**SCHRIFTLICHE AUFGABE 1:** Gib nur die Datensätze von der Zeile mit „In this exercise you will find the green“ bis zur Zeile mit „(1098, 638)“, beide eingeschlossen, als zweispaltige CSV mit den Spalten „auftrag“ und „antwort“ aus, pro Datensatz eine Zeile, jedes Feld in Anführungszeichen und mit Leerzeichen statt Zeilenumbrüchen. Lass die Bilder in deiner Antwort weg.

**ABGEDRUCKTER TEXT:**
########

Die Autorin Marguerite Aboué, geboren 1971 in Abidjan in der Elfenbeinküste, ist mit ihrer Graphic-Novel-Reihe »Aya aus Yopougon« bekannt geworden, die sich an Jugendliche und junge Erwachsene richtet. Danach startete Aboué eine zweite Comic-Reihe für Jüngere, gezeichnet von Mathieu Sapin. Sie dreht sich um das Mädchen Akissi.
Grundschulkinder konnten deren Aufwachsen in der Elfenbeinküste fünf Bände lang verfolgen. Nun ist Akissi älter geworden. Und Marguerite Abouet und Mathieu Sapin widmen ihr eine neue Reihe, die ebenfalls im Reproduktverlag erscheint. Akissi aus Paris. Denn für die weiterführende Schule zieht Akissi um. Und obwohl sie Französisch spricht, spielen Missverständnisse eine große Rolle. Dina Netz stellt den ersten Band vor.
Die fünf ersten Comics um die freche, selbstbewusste Akissi sind auch im deutschsprachigen Raum ein großer Erfolg. Sie zeigen ein authentisches Bild einer Kindheit in der Elfenbeinküste, mit einem Affen als Haustier, aber frei von Afrika-Klischees und ohne die sozialen Probleme wie Armut oder patriarchale Strukturen zu verschweigen.

########

**DATENSÄTZE:**

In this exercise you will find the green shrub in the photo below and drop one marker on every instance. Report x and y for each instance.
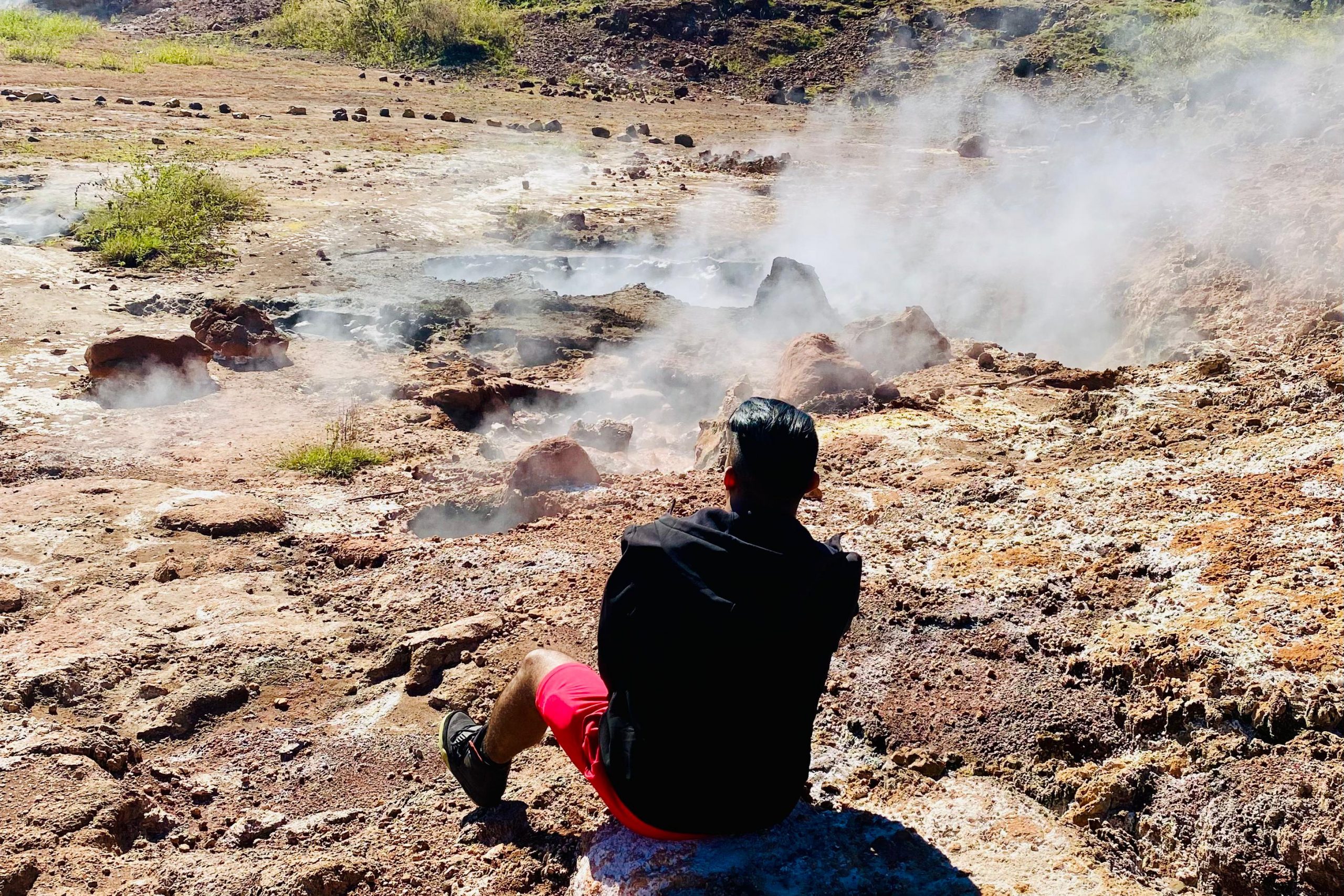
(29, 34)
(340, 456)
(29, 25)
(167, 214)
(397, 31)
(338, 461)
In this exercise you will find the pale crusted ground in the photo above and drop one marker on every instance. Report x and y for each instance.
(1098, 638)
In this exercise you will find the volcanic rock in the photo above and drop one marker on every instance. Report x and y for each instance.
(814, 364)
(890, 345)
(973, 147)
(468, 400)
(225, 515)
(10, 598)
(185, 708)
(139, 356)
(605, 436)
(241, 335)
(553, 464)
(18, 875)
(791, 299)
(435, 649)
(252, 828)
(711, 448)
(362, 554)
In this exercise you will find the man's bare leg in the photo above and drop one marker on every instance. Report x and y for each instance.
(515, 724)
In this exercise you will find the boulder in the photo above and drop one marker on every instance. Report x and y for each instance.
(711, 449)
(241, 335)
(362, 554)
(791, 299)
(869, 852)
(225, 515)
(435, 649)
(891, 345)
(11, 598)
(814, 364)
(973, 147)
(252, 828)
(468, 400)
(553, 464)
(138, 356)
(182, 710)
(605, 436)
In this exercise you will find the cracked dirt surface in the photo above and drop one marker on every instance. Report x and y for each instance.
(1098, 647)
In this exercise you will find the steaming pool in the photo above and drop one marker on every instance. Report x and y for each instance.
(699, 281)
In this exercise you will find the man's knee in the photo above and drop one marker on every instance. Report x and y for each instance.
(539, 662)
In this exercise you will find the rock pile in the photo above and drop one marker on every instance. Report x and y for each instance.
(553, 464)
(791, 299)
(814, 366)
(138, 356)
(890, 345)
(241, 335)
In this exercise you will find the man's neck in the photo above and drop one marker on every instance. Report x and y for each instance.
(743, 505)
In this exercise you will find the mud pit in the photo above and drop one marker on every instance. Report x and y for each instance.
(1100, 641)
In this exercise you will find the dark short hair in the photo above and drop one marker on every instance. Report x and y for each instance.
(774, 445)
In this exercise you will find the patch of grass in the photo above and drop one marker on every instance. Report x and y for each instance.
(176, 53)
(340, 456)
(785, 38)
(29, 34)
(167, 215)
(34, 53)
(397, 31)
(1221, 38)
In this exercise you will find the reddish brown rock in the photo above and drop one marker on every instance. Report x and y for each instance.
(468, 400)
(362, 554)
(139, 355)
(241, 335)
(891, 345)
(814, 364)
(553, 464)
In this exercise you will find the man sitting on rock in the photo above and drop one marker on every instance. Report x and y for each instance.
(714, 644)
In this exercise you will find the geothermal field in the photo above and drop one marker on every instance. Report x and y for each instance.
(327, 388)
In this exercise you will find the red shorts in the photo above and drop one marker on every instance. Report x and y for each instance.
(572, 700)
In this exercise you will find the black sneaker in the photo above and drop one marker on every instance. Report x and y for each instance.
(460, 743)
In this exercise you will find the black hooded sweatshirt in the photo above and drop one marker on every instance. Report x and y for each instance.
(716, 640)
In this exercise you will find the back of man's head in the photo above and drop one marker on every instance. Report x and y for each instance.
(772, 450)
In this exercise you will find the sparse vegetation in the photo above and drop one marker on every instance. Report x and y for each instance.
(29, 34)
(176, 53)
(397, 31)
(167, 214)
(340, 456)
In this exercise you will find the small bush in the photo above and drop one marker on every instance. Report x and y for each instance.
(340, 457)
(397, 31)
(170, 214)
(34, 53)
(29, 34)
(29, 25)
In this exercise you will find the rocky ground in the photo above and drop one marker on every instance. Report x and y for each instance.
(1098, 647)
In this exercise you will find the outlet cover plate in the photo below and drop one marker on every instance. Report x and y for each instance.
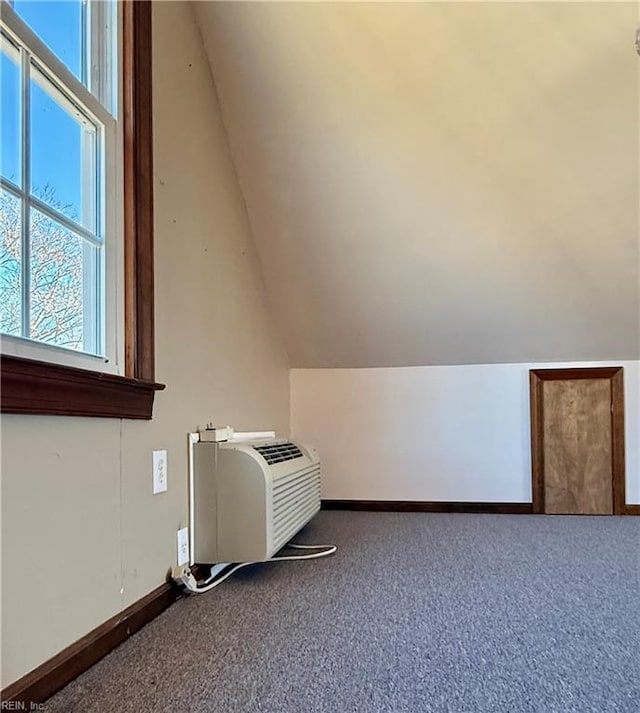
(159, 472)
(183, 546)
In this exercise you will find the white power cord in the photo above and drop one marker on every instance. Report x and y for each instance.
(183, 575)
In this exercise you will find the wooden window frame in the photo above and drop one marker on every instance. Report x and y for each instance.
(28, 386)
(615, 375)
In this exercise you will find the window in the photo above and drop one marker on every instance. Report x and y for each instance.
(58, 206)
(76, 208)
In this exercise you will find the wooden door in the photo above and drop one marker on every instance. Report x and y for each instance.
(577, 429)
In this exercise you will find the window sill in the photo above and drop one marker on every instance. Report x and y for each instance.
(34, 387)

########

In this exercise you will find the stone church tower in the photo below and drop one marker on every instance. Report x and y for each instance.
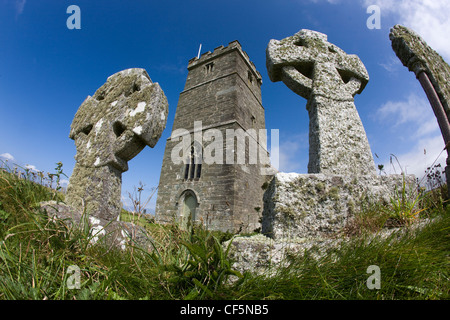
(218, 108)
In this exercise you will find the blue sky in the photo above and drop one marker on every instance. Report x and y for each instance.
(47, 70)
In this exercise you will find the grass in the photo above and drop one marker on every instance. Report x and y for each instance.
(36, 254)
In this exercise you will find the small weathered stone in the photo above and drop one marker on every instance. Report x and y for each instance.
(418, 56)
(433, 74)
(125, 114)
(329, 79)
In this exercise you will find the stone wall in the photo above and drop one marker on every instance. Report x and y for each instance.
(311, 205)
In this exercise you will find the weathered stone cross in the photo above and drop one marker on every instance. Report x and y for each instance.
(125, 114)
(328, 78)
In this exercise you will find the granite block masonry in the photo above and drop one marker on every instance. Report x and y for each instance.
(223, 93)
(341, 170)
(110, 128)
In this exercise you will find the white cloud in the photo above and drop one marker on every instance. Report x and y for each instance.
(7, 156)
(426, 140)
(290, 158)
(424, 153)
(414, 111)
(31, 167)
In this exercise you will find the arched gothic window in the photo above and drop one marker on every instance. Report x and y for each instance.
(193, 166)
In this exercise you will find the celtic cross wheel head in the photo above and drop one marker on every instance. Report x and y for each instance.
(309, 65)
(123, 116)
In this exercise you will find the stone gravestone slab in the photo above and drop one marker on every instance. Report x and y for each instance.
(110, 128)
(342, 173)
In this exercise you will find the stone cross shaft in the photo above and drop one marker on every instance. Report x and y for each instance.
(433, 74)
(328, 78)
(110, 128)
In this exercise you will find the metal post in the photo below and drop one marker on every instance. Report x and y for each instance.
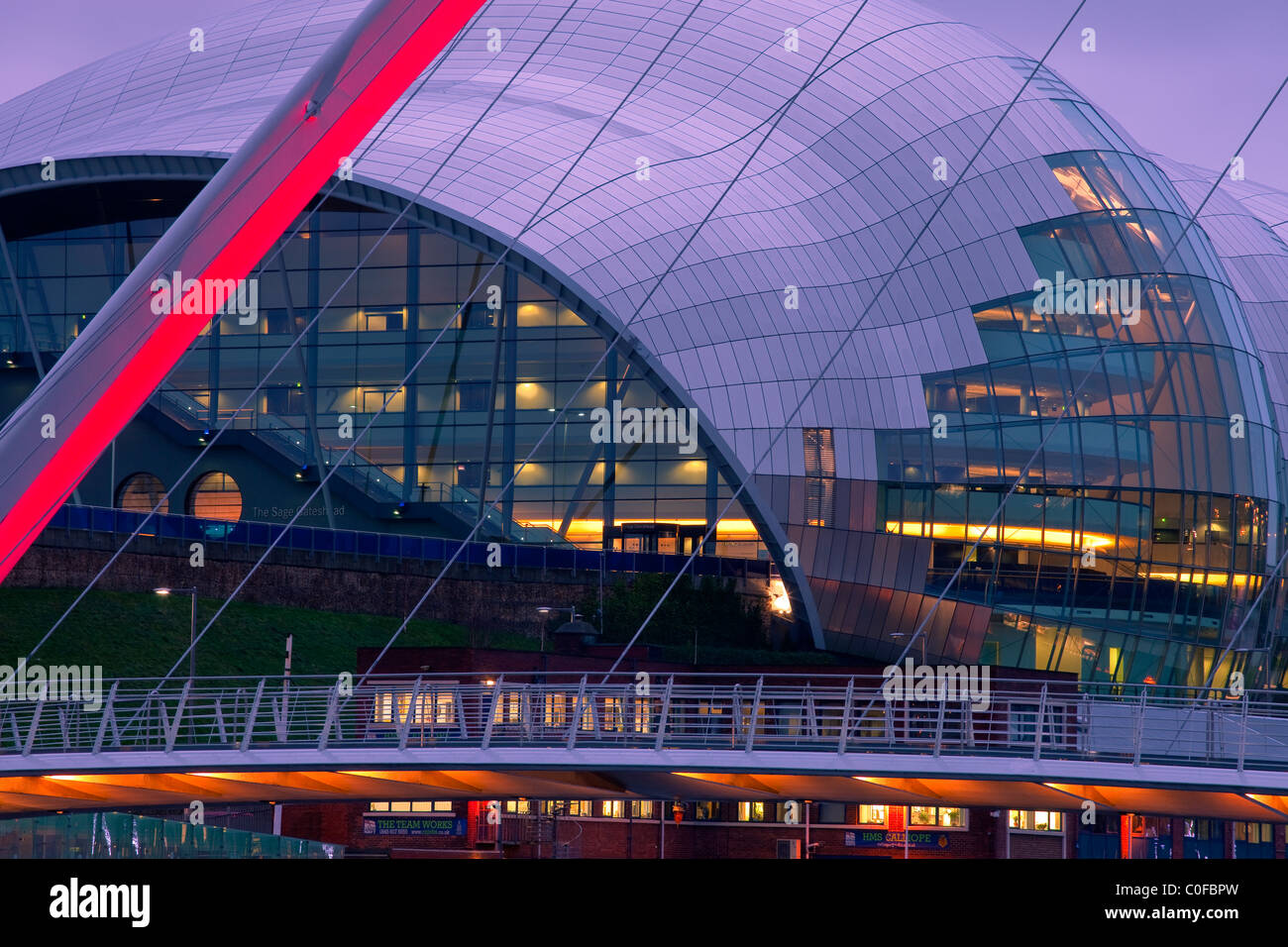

########

**SCHRIFTLICHE AUFGABE 2:** In welcher Stadt wurde die Autorin laut dem Text über die Akissi-Comics geboren?

**VOLLSTÄNDIGE ANTWORT 1:**
auftrag,antwort
"In this exercise you will find the green shrub in the photo below and drop one marker on every instance. Report x and y for each instance.","(29, 34) (340, 456) (29, 25) (167, 214) (397, 31) (338, 461)"
"In this exercise you will find the pale crusted ground in the photo above and drop one marker on every instance. Report x and y for each instance.","(1098, 638)"

**VOLLSTÄNDIGE ANTWORT 2:** In Abidjan in der Elfenbeinküste.